═══ Data entries
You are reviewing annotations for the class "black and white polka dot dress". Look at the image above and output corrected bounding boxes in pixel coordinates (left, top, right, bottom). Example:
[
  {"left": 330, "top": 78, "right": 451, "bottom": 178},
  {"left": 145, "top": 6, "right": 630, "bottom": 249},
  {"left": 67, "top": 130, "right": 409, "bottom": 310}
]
══════
• Exercise task
Reproduce the listing above line for line, without changing a single character.

• Expected answer
You are reviewing annotations for the class "black and white polka dot dress". Look at the image above and output corrected bounding boxes in pixel coordinates (left, top, right, bottom). Example:
[
  {"left": 330, "top": 78, "right": 451, "bottom": 178},
  {"left": 145, "top": 6, "right": 630, "bottom": 249},
  {"left": 67, "top": 130, "right": 409, "bottom": 310}
]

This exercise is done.